• _Your assignment_
Copy out every line of the data where the word "below" is found.

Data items

==============================

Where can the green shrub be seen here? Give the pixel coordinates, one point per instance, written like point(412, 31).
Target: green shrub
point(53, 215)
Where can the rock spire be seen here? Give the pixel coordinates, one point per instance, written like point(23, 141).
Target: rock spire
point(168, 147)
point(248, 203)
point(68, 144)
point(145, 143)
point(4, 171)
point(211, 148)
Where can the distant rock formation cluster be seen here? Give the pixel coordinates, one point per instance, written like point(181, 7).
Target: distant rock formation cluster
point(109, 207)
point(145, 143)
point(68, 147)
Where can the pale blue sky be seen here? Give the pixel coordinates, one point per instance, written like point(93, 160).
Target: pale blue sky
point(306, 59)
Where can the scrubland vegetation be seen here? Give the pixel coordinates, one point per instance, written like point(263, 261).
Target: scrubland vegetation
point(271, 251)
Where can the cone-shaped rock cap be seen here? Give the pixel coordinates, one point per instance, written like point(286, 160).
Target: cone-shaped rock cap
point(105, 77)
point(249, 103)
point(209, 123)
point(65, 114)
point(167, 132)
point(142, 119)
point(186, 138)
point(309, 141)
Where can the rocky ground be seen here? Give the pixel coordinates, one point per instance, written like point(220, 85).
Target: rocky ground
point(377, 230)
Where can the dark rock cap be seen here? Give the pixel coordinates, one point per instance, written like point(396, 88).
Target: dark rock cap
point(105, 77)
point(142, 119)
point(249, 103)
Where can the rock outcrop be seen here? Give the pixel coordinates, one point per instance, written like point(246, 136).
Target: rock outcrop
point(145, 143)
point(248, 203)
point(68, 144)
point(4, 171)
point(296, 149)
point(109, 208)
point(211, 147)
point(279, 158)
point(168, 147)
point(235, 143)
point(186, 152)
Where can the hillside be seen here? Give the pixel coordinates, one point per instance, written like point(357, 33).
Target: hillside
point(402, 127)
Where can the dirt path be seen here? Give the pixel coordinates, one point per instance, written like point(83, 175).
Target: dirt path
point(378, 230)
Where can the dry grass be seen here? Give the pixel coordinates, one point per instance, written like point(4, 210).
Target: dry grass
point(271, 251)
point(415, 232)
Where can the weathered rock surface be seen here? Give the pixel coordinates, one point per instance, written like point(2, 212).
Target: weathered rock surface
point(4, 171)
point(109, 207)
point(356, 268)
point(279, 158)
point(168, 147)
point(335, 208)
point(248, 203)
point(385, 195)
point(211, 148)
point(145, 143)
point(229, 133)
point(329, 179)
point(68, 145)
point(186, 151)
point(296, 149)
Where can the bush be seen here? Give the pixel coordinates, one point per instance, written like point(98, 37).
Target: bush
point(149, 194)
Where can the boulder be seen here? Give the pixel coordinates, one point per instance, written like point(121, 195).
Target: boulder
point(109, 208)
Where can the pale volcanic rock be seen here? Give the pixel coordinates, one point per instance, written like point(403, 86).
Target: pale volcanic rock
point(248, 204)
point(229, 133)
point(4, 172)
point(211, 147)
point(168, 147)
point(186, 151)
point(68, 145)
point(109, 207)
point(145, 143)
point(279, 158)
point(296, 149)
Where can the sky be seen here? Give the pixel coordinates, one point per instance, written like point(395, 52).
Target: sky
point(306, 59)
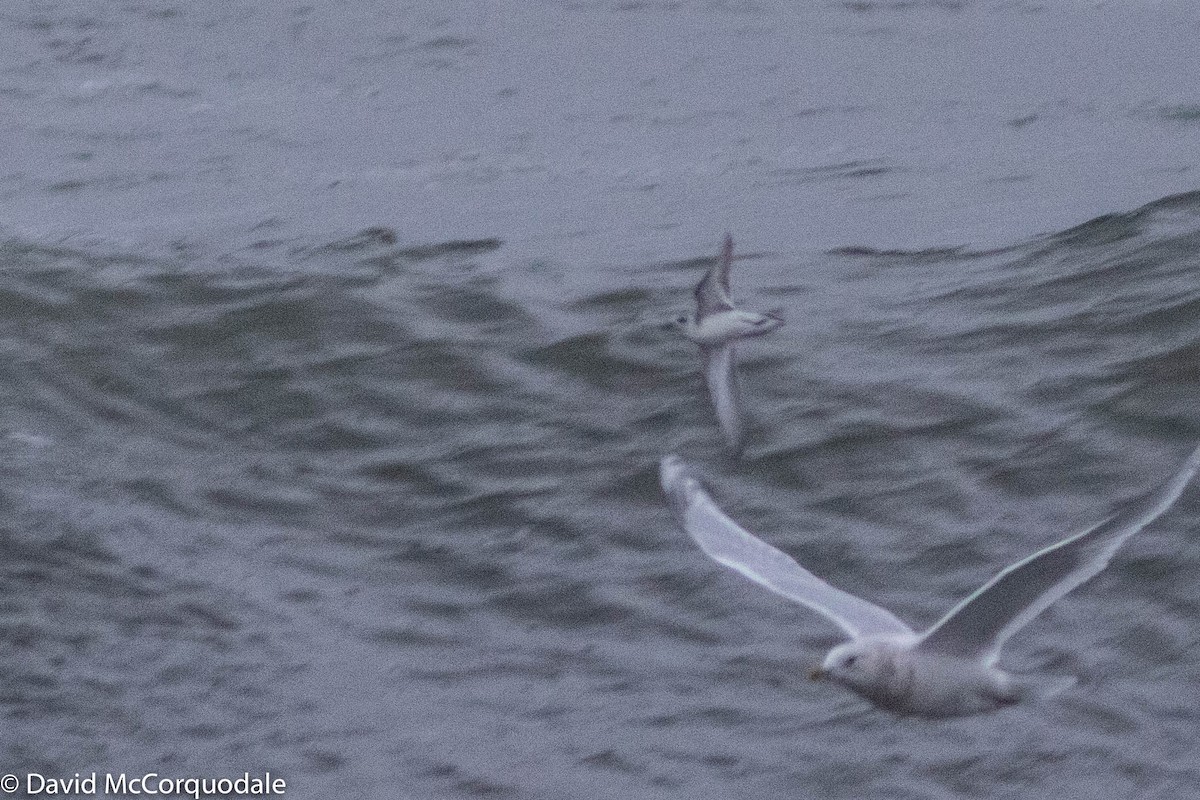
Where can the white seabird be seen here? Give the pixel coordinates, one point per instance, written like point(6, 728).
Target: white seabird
point(715, 326)
point(949, 669)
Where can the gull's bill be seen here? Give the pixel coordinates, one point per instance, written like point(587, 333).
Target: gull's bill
point(713, 290)
point(727, 543)
point(725, 390)
point(979, 625)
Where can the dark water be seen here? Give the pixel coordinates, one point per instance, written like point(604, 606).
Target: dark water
point(335, 382)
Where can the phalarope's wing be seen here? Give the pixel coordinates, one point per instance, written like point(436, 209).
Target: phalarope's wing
point(713, 290)
point(720, 374)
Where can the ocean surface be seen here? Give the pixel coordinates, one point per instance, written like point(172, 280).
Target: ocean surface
point(335, 378)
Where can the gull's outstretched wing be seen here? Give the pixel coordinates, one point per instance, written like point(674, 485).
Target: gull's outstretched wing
point(720, 374)
point(713, 290)
point(979, 625)
point(727, 543)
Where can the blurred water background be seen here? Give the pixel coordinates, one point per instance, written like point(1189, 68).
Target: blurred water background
point(335, 380)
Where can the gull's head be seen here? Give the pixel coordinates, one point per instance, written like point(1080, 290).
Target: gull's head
point(861, 665)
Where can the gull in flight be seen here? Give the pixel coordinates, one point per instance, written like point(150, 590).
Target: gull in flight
point(715, 326)
point(949, 669)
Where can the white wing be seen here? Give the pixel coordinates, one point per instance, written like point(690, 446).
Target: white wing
point(979, 625)
point(713, 290)
point(727, 543)
point(720, 374)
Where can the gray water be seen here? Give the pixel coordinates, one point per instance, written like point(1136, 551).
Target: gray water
point(335, 383)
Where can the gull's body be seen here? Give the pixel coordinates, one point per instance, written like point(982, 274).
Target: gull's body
point(949, 669)
point(715, 326)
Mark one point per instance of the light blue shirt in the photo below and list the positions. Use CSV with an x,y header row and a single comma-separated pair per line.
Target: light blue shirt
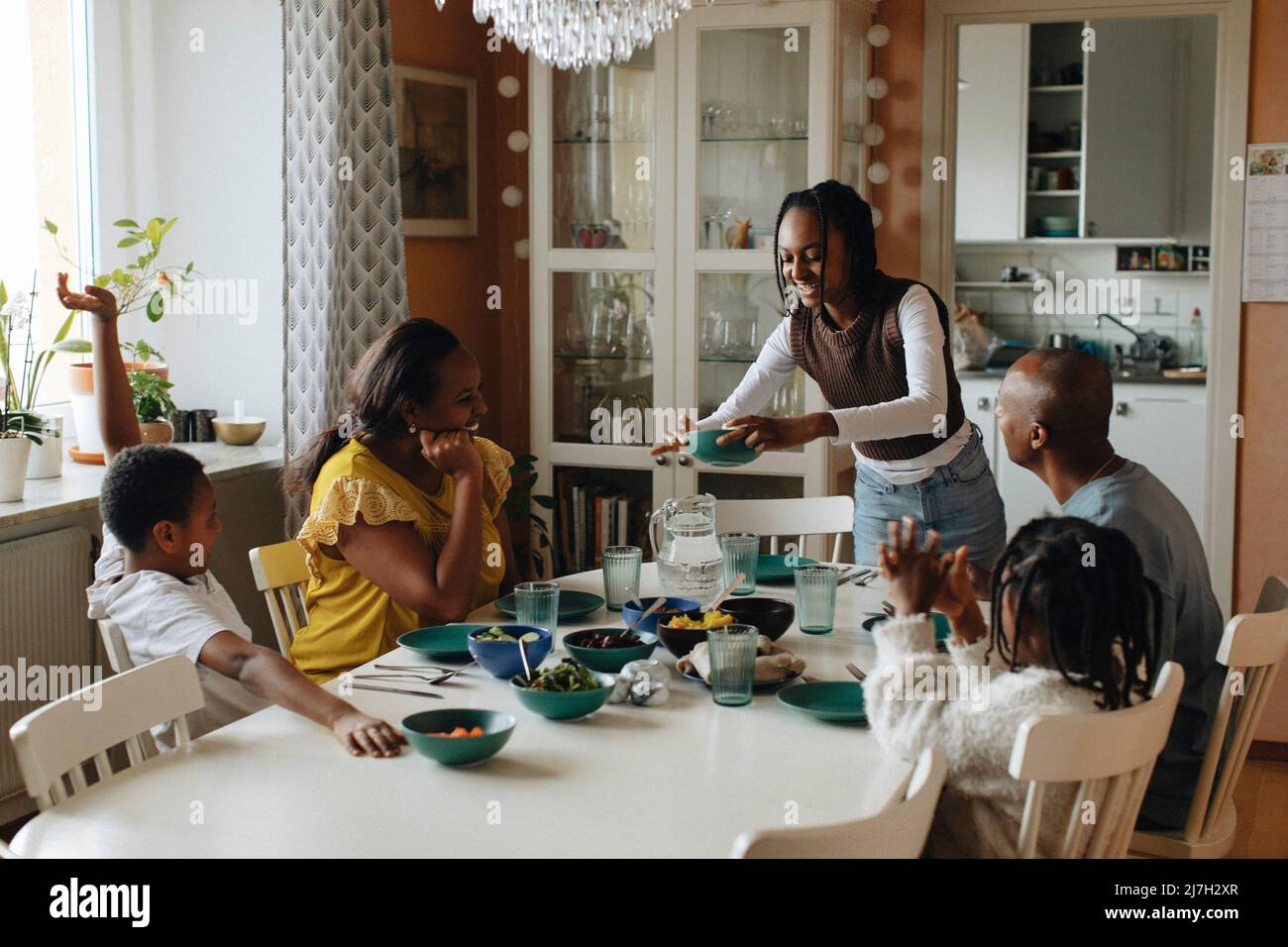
x,y
1136,502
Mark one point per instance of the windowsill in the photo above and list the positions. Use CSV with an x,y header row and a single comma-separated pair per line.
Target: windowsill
x,y
80,484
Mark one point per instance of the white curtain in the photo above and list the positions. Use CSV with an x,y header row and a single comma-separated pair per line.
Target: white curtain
x,y
346,279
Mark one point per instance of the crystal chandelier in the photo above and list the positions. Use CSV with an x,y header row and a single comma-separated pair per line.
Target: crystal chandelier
x,y
571,34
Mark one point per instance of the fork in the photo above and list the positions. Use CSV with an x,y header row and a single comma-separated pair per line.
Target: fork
x,y
412,668
397,689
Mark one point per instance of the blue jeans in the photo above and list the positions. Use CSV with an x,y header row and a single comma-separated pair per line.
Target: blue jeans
x,y
960,500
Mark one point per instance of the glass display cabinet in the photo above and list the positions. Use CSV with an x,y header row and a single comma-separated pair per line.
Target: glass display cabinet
x,y
655,191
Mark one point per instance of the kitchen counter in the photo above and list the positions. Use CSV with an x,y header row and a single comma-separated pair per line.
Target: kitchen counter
x,y
1120,379
78,486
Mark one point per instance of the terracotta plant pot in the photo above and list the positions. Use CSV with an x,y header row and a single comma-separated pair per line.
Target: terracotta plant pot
x,y
13,468
89,447
156,432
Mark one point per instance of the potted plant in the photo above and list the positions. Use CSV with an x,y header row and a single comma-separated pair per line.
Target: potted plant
x,y
153,406
143,285
34,447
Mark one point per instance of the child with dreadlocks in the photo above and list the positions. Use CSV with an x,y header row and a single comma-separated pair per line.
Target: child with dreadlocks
x,y
1073,631
879,348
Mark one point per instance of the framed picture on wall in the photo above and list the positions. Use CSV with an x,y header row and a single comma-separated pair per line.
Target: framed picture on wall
x,y
437,153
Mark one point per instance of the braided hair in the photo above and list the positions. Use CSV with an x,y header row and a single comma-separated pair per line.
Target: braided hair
x,y
841,205
1083,589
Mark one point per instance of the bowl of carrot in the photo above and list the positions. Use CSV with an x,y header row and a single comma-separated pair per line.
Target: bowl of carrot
x,y
460,736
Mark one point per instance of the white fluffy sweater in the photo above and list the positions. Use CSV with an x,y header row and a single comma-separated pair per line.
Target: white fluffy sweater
x,y
980,809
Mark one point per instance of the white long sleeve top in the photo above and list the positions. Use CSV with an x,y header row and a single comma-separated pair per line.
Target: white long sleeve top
x,y
982,805
913,414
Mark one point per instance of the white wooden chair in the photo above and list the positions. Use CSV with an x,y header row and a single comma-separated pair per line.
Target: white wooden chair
x,y
1111,755
54,742
898,831
797,517
1252,648
282,574
119,659
114,643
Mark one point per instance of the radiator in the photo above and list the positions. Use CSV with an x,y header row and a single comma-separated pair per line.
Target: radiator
x,y
43,620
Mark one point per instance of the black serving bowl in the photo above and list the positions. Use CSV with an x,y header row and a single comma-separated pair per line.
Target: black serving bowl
x,y
772,616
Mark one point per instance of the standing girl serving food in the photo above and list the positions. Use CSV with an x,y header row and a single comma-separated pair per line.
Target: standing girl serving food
x,y
406,526
879,350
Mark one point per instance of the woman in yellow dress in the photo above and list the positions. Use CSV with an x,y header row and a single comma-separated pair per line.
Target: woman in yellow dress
x,y
406,526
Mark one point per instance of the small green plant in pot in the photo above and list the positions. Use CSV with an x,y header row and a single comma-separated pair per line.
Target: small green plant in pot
x,y
145,283
30,442
153,405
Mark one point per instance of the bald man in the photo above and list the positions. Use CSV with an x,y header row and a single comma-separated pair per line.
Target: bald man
x,y
1052,410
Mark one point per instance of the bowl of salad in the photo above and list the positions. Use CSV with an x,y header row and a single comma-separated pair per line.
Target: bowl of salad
x,y
608,650
497,647
565,690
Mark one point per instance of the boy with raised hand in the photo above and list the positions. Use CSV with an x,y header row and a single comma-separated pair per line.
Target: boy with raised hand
x,y
153,579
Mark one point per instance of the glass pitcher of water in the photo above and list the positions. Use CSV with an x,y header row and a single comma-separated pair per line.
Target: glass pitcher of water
x,y
686,547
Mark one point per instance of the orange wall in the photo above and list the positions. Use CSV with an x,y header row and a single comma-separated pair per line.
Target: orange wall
x,y
900,62
1261,512
449,278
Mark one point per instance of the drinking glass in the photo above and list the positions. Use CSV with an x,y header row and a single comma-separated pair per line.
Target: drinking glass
x,y
741,552
621,575
733,663
815,598
537,603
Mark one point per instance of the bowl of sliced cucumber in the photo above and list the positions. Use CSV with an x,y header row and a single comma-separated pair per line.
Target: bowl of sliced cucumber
x,y
497,648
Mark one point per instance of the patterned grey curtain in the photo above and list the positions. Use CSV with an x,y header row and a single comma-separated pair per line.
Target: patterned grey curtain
x,y
342,213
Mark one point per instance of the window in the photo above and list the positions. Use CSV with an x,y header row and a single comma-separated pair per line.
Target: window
x,y
44,163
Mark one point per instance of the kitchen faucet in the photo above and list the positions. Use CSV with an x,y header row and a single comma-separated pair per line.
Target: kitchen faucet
x,y
1107,316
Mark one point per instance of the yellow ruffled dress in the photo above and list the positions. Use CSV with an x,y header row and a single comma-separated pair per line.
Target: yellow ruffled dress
x,y
351,618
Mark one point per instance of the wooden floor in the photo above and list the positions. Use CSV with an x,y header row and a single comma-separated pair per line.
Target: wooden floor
x,y
1261,802
1260,799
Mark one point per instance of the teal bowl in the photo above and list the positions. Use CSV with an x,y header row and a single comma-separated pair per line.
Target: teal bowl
x,y
608,660
441,642
702,445
458,751
502,659
555,705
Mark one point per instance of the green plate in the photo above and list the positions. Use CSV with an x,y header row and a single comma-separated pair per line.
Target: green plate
x,y
441,642
840,701
774,569
755,684
941,628
572,604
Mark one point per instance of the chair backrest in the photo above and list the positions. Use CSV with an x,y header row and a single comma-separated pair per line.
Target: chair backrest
x,y
1111,755
54,741
797,517
282,574
114,643
119,659
1252,648
898,831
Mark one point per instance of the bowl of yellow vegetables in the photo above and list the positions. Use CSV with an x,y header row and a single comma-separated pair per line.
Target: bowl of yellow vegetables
x,y
682,631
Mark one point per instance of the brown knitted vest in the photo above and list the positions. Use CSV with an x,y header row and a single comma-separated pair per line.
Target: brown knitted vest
x,y
864,364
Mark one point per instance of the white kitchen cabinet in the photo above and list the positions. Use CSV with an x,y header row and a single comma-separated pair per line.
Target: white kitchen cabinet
x,y
655,188
979,399
1157,425
991,121
1163,427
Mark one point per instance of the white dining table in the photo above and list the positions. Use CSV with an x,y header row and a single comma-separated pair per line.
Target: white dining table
x,y
678,780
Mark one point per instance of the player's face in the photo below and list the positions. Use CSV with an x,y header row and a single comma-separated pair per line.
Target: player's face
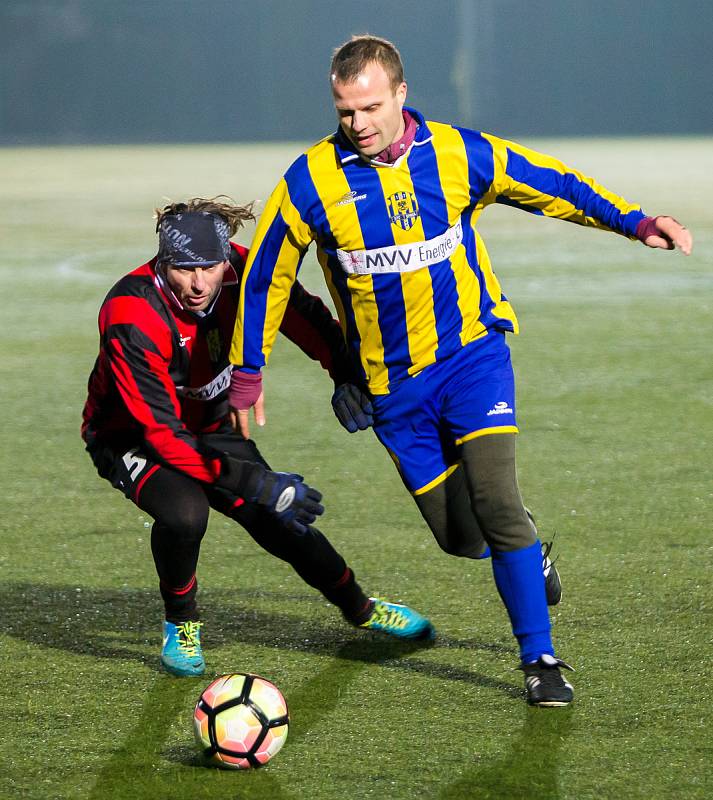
x,y
196,287
369,110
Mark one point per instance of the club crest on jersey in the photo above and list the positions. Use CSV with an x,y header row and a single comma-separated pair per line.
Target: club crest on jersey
x,y
213,340
403,209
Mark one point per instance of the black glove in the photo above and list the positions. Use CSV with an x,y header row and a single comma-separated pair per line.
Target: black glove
x,y
352,407
283,494
288,497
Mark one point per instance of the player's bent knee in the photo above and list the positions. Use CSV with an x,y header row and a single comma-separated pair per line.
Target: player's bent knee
x,y
451,520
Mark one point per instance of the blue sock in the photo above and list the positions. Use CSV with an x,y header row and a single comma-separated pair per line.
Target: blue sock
x,y
521,584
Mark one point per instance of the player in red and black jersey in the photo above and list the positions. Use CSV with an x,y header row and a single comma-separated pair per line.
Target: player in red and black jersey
x,y
156,424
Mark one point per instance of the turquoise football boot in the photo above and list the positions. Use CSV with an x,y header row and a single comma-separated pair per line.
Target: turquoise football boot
x,y
182,654
397,620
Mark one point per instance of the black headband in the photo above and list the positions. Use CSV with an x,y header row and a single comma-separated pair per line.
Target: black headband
x,y
193,239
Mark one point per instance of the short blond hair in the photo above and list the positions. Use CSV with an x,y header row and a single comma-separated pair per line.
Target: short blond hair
x,y
351,59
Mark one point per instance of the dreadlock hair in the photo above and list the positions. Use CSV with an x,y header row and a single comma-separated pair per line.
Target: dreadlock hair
x,y
221,205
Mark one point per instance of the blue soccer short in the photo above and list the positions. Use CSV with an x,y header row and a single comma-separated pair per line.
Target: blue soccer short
x,y
425,418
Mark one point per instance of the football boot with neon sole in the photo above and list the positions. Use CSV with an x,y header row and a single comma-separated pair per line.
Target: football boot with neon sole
x,y
544,683
397,620
553,585
182,654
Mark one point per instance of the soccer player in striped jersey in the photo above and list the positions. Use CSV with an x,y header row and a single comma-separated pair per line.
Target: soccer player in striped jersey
x,y
156,424
392,202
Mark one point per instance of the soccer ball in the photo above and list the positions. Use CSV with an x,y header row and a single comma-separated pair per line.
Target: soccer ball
x,y
240,721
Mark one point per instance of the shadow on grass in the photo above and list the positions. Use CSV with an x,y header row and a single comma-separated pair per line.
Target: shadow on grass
x,y
529,768
121,624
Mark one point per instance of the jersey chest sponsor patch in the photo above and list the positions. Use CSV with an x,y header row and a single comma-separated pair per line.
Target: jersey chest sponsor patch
x,y
219,384
402,257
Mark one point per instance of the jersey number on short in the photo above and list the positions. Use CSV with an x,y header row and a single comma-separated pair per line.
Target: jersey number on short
x,y
134,463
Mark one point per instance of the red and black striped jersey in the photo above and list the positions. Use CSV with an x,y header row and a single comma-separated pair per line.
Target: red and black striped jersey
x,y
162,374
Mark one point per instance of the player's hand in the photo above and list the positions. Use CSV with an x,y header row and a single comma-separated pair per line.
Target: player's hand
x,y
352,407
246,393
288,497
666,233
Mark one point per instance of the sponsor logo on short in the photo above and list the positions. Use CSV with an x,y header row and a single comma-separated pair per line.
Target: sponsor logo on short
x,y
350,197
500,408
210,390
404,257
403,209
284,501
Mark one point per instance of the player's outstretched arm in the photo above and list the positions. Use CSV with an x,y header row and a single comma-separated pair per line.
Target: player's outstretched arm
x,y
666,233
246,393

==============================

• _Solution to this task_
Mark one point per instance of the light blue shirt in the photo below and list the positions. Use CSV with an x,y header row and a single comma-separated pair per line.
Mark one point per instance of the player's face in the photo below and list the positions. Use CSV with an x,y header row and a single comma-separated pair per line.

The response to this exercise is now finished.